Instructions for the task: Set out the entries below as a numbered list, omitting blank lines, beginning with the line that contains "Go through the image and tally up every windshield wiper" and ending after the line that contains "[842,192,987,325]".

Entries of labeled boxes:
* * * * *

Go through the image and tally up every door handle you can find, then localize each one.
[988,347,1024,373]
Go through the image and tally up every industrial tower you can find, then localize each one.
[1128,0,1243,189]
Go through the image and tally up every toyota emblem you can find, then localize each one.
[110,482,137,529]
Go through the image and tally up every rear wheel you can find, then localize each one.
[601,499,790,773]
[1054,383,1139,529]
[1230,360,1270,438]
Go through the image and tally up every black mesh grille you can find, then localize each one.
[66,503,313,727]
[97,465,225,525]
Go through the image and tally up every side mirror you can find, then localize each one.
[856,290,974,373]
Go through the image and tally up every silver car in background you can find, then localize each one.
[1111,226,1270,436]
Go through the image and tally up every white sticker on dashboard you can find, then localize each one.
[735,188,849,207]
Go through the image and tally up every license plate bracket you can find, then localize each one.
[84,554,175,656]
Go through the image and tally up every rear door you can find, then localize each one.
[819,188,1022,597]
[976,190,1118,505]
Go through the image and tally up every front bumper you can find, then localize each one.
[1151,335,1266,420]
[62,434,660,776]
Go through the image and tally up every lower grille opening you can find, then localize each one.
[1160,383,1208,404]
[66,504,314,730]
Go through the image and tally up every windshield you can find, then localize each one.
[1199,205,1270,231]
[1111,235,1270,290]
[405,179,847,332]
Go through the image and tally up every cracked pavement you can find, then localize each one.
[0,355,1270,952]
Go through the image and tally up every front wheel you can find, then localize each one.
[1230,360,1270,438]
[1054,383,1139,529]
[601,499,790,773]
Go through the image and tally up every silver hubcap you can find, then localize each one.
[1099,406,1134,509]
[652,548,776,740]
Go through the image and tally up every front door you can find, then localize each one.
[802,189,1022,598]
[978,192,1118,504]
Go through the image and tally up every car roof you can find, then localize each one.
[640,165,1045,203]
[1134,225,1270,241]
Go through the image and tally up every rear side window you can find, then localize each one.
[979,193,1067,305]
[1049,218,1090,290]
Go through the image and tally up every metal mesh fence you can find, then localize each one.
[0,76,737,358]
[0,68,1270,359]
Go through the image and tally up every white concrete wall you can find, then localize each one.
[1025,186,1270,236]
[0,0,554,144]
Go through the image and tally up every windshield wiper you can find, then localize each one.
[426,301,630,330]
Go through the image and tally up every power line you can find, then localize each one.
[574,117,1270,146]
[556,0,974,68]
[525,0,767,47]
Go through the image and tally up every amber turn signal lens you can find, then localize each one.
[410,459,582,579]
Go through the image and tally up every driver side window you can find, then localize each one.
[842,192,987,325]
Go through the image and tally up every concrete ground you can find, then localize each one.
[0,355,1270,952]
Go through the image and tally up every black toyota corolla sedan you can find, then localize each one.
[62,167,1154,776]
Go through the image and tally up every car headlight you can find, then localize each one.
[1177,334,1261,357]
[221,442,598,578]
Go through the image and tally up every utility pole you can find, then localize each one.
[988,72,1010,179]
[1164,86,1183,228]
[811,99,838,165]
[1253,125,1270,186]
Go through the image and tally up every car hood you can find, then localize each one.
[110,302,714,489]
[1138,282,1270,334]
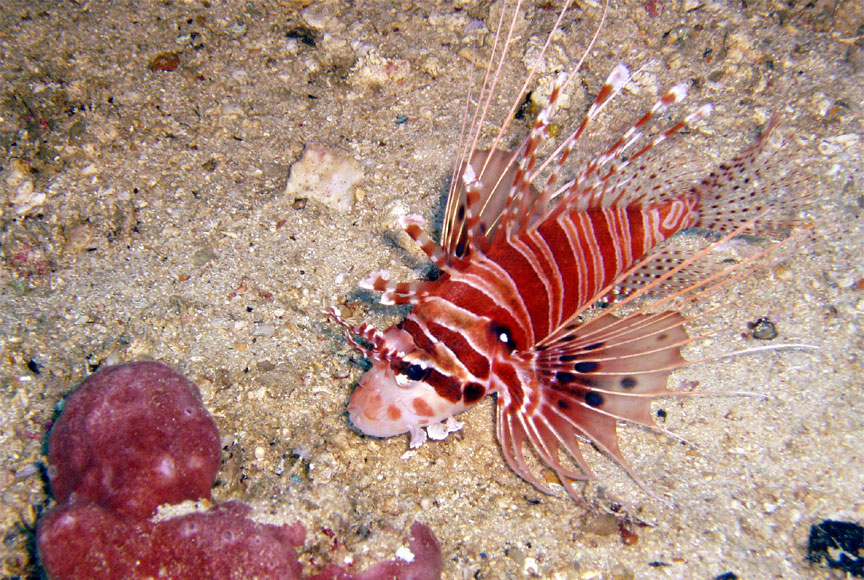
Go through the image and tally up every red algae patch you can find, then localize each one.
[48,362,219,518]
[37,362,443,580]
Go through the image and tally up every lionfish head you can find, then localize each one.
[329,309,454,438]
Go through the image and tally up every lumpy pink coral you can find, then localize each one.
[37,362,442,580]
[48,362,219,518]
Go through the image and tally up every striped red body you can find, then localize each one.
[332,3,806,495]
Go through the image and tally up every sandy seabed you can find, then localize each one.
[0,0,864,579]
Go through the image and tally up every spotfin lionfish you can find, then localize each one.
[330,3,807,497]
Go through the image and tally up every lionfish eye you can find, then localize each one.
[405,365,426,381]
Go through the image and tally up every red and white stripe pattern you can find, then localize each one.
[331,0,806,496]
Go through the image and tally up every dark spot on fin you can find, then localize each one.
[585,391,603,407]
[463,383,486,405]
[573,361,600,373]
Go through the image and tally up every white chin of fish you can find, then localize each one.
[408,417,465,449]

* * * * *

Result of this exercise:
1. Go through the image and tally up every windshield wiper you can find, then localize each one.
2. [426,301,630,330]
3. Go through the image and tally up every power line you can find, then localize each one.
4. [574,117,1270,146]
5. [556,0,974,68]
6. [525,0,767,47]
7. Go through the image and tally up every amber turn signal lens you can find, then localize each one.
8. [410,459,582,579]
9. Go through the image and tally up every driver side window you can find, then localize each one.
10. [842,192,987,325]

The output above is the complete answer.